Stated goal
Please restate the following records word for word.

Material for the task
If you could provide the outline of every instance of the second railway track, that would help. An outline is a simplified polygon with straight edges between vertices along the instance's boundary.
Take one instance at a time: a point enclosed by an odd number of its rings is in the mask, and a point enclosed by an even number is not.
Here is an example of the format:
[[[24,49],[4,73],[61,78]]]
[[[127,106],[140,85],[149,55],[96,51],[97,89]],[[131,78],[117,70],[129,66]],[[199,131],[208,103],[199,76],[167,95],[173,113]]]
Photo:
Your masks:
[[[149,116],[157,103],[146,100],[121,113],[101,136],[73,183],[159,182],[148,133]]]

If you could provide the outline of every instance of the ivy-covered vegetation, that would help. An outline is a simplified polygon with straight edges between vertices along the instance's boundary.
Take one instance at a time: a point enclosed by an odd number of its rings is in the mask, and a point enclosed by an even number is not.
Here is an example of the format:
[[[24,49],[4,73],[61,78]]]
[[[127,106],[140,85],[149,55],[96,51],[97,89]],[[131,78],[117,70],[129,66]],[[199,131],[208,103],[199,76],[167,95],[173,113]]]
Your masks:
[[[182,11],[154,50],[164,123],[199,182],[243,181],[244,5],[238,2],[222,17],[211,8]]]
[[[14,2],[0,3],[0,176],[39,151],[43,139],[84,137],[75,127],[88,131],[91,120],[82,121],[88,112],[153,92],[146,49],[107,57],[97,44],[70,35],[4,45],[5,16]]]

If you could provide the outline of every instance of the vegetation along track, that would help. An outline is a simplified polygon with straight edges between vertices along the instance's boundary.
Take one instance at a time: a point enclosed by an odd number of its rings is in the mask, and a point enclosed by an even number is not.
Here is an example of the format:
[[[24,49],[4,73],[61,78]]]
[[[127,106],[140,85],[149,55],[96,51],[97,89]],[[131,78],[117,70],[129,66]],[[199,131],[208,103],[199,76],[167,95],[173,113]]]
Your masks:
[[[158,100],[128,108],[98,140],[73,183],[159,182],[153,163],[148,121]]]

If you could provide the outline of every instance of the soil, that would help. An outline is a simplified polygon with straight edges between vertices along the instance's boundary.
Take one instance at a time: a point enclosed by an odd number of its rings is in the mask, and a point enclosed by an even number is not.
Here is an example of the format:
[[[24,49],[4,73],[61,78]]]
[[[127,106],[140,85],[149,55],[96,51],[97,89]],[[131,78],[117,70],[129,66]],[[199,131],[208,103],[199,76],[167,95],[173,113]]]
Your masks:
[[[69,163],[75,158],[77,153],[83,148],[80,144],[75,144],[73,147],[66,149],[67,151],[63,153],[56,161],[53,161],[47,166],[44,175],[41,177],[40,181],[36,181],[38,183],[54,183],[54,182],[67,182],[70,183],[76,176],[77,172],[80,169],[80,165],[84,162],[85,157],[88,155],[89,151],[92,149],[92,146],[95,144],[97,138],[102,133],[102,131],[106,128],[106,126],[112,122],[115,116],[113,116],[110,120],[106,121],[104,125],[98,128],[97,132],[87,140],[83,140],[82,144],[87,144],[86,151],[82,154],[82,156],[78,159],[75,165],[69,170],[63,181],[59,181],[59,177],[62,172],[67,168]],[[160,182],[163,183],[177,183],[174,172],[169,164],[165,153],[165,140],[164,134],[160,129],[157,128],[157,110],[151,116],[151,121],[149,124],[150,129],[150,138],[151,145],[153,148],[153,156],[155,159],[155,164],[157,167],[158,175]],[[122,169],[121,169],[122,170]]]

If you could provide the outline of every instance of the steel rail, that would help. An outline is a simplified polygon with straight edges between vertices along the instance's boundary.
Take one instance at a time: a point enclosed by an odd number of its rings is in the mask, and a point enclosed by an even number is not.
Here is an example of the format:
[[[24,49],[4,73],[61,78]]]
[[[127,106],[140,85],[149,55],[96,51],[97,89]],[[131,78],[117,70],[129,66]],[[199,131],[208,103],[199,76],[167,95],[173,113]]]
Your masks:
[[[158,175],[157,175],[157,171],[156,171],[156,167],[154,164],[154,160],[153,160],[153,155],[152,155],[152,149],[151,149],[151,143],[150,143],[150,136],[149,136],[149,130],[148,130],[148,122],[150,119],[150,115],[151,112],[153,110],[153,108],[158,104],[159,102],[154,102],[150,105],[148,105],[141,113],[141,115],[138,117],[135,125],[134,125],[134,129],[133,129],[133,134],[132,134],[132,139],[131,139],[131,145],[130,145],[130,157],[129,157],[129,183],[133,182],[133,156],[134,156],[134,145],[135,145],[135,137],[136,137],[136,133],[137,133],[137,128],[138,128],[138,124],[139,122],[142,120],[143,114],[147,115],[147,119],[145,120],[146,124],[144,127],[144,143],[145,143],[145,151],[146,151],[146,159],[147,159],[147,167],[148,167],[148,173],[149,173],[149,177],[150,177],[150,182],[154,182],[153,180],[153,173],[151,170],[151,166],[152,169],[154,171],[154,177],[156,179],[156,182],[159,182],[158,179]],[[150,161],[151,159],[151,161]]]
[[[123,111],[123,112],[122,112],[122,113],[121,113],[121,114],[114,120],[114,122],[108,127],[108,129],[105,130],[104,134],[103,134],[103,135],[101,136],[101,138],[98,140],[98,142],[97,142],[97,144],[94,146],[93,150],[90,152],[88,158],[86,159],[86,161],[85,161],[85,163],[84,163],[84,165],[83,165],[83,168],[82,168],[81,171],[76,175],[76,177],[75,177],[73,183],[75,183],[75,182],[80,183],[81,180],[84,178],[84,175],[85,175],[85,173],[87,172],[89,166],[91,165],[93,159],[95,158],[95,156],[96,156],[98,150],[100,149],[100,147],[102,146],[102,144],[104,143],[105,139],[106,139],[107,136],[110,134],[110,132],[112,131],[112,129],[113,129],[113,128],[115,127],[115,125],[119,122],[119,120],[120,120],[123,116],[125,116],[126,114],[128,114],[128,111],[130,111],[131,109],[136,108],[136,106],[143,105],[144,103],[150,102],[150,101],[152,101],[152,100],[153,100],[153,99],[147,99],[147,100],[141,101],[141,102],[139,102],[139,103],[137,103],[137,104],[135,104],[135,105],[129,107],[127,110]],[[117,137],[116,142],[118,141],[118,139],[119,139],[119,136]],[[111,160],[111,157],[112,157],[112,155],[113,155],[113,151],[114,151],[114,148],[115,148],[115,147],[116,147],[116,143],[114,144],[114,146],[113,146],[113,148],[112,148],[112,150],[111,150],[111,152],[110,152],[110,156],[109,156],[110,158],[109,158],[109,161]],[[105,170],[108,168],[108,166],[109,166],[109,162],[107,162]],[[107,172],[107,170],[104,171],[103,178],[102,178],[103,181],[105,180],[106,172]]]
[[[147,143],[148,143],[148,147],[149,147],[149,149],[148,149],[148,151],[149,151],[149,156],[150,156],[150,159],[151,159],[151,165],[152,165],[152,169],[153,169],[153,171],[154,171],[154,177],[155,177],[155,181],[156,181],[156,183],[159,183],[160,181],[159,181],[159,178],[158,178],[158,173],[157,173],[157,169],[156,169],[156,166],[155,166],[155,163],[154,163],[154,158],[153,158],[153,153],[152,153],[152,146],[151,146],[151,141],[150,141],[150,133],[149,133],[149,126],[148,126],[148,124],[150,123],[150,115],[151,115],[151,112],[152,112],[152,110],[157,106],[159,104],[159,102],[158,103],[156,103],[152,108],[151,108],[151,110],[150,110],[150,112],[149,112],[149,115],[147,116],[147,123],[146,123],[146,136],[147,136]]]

Answer in full
If you could provide the outline of every instance of the second railway track, that would help. An outline is a simplified polygon with straight edges between vertices along the instance's boundary.
Take one instance at a time: a point enclosed by an odd number of its rings is in the mask, and a point enclosed by an even number is not.
Here is an example of the format:
[[[24,49],[4,73],[61,78]]]
[[[127,106],[140,85],[149,55],[96,51],[97,89]],[[131,78],[117,70],[129,66]],[[199,131],[208,103],[199,76],[167,95],[173,113]]]
Photo:
Your masks:
[[[149,116],[157,103],[146,100],[121,113],[101,136],[73,183],[159,182],[148,133]]]

If you could provide the outline of every instance of the ivy-covered vegetation, that would help. An outline is a simplified polygon with straight edges between vertices along the instance's boundary.
Take one instance at a time: a point enclosed by an odd number of its rings is in the mask, and a point enclosed by an even number is not.
Here is an example of the format:
[[[24,49],[4,73],[61,78]]]
[[[127,106],[140,85],[149,55],[96,51],[97,89]],[[131,78],[117,70],[129,66]],[[199,131],[208,103],[199,76],[167,95],[173,113]]]
Your masks:
[[[182,11],[154,50],[164,123],[199,182],[243,181],[244,5],[238,2],[222,17],[211,8]]]
[[[14,2],[0,3],[0,176],[39,151],[43,139],[84,137],[75,127],[88,131],[91,120],[82,121],[88,112],[153,92],[146,49],[107,57],[97,44],[70,35],[4,45],[5,16]]]

If you could provide the outline of every instance of the vegetation along track, that would help. An outline is a simplified polygon with straight edges between vertices along the instance's boundary.
Take one instance at a time: a point enclosed by an odd number of its rings is in the mask, and a point enclosed by an even number is not.
Here is an example of the format:
[[[24,49],[4,73],[61,78]]]
[[[127,106],[140,85],[149,55],[96,51],[97,89]],[[131,78],[117,70],[129,66]],[[199,131],[208,103],[199,76],[167,95],[173,113]]]
Your masks:
[[[158,100],[128,108],[98,140],[73,183],[159,182],[153,163],[148,121]]]

If you could provide the outline of every instance of the soil, that would help. An outline is a simplified polygon with straight edges between vertices along the instance's boundary.
Take one instance at a time: a point enclosed by an odd number of its rings is in the mask, and a point enclosed by an even number is not.
Here is an example of the format:
[[[24,49],[4,73],[61,78]]]
[[[127,106],[140,85],[149,55],[96,51],[97,89]],[[131,78],[117,70],[129,66]],[[199,131],[208,103],[199,76],[167,95],[173,113]]]
Your masks:
[[[69,163],[75,158],[77,153],[83,148],[80,144],[75,144],[73,147],[66,149],[67,151],[63,153],[56,161],[53,161],[47,166],[44,175],[41,177],[40,181],[36,181],[38,183],[54,183],[54,182],[67,182],[70,183],[76,176],[77,172],[80,169],[80,165],[84,162],[85,157],[88,155],[89,151],[92,149],[92,146],[95,144],[97,138],[102,133],[102,131],[106,128],[106,126],[112,122],[115,116],[113,116],[110,120],[106,121],[104,125],[98,128],[97,132],[87,140],[83,140],[82,144],[87,144],[86,151],[82,154],[82,156],[78,159],[75,165],[69,170],[63,181],[59,181],[59,177],[62,172],[67,168]],[[160,182],[163,183],[177,183],[174,172],[169,164],[165,153],[165,140],[164,134],[160,129],[157,128],[157,110],[151,116],[151,121],[149,124],[150,129],[150,138],[151,145],[153,148],[153,156],[155,159],[155,164],[157,167],[158,175]],[[122,169],[121,169],[122,170]]]

If you could provide the outline of every instance of the steel rail, that would help. An outline is a simplified polygon with straight edges between vertices along the instance's boundary.
Take one instance at a time: a point enclosed by an odd number of its rings is in the mask, and a point enclosed by an even number is not.
Here is an example of the format:
[[[24,49],[4,73],[61,78]]]
[[[127,106],[140,85],[149,55],[96,51],[97,89]],[[131,78],[117,70],[129,66]],[[199,131],[208,103],[199,76],[167,95],[173,113]]]
Your masks:
[[[158,175],[157,175],[157,171],[156,171],[156,167],[154,164],[154,160],[153,160],[153,155],[152,155],[152,149],[151,149],[151,143],[150,143],[150,136],[149,136],[149,130],[148,130],[148,122],[150,119],[150,115],[151,112],[153,110],[153,108],[158,104],[159,102],[154,102],[150,105],[148,105],[141,113],[141,115],[138,117],[135,125],[134,125],[134,129],[133,129],[133,134],[132,134],[132,139],[131,139],[131,145],[130,145],[130,157],[129,157],[129,183],[133,182],[133,156],[134,156],[134,145],[135,145],[135,137],[136,137],[136,133],[137,133],[137,128],[138,128],[138,124],[139,122],[142,120],[143,114],[147,115],[147,119],[145,120],[146,124],[144,127],[144,143],[145,143],[145,151],[146,151],[146,159],[147,159],[147,167],[148,167],[148,173],[149,173],[149,177],[150,177],[150,182],[154,182],[153,180],[153,173],[151,170],[151,166],[152,169],[154,171],[154,177],[156,179],[156,182],[159,182],[158,179]],[[150,161],[151,159],[151,161]]]
[[[123,111],[123,112],[122,112],[122,113],[121,113],[121,114],[114,120],[114,122],[108,127],[108,129],[105,130],[104,134],[103,134],[103,135],[101,136],[101,138],[98,140],[98,142],[97,142],[97,144],[94,146],[93,150],[90,152],[88,158],[86,159],[86,161],[85,161],[85,163],[84,163],[84,165],[83,165],[83,168],[82,168],[81,171],[76,175],[76,177],[75,177],[73,183],[75,183],[75,182],[80,183],[81,180],[84,178],[84,175],[85,175],[85,173],[87,172],[89,166],[91,165],[93,159],[95,158],[95,156],[96,156],[98,150],[100,149],[100,147],[102,146],[102,144],[104,143],[105,139],[106,139],[107,136],[110,134],[110,132],[112,131],[112,129],[113,129],[113,128],[115,127],[115,125],[119,122],[119,120],[120,120],[123,116],[125,116],[126,114],[128,114],[128,111],[130,111],[131,109],[136,108],[136,106],[143,105],[144,103],[150,102],[150,101],[152,101],[152,100],[153,100],[153,99],[147,99],[147,100],[141,101],[141,102],[139,102],[139,103],[137,103],[137,104],[135,104],[135,105],[129,107],[127,110]],[[117,137],[116,142],[118,141],[118,139],[119,139],[119,136]],[[111,160],[111,157],[112,157],[112,155],[113,155],[113,151],[114,151],[114,148],[115,148],[115,147],[116,147],[116,143],[114,144],[114,146],[113,146],[113,148],[112,148],[112,150],[111,150],[111,152],[110,152],[110,156],[109,156],[110,158],[109,158],[109,161]],[[105,170],[108,168],[108,166],[109,166],[109,162],[107,162]],[[107,172],[107,170],[104,171],[103,178],[102,178],[103,181],[105,180],[106,172]]]
[[[147,143],[148,143],[148,147],[149,147],[149,149],[148,149],[148,151],[149,151],[149,156],[150,156],[150,159],[151,159],[151,165],[152,165],[152,169],[153,169],[153,171],[154,171],[154,177],[155,177],[155,181],[156,181],[156,183],[159,183],[160,181],[159,181],[159,178],[158,178],[158,173],[157,173],[157,169],[156,169],[156,166],[155,166],[155,163],[154,163],[154,158],[153,158],[153,153],[152,153],[152,146],[151,146],[151,141],[150,141],[150,133],[149,133],[149,126],[148,126],[148,124],[150,123],[150,115],[151,115],[151,112],[152,112],[152,110],[157,106],[159,104],[159,102],[158,103],[156,103],[152,108],[151,108],[151,110],[150,110],[150,112],[149,112],[149,115],[147,116],[147,123],[146,123],[146,136],[147,136]]]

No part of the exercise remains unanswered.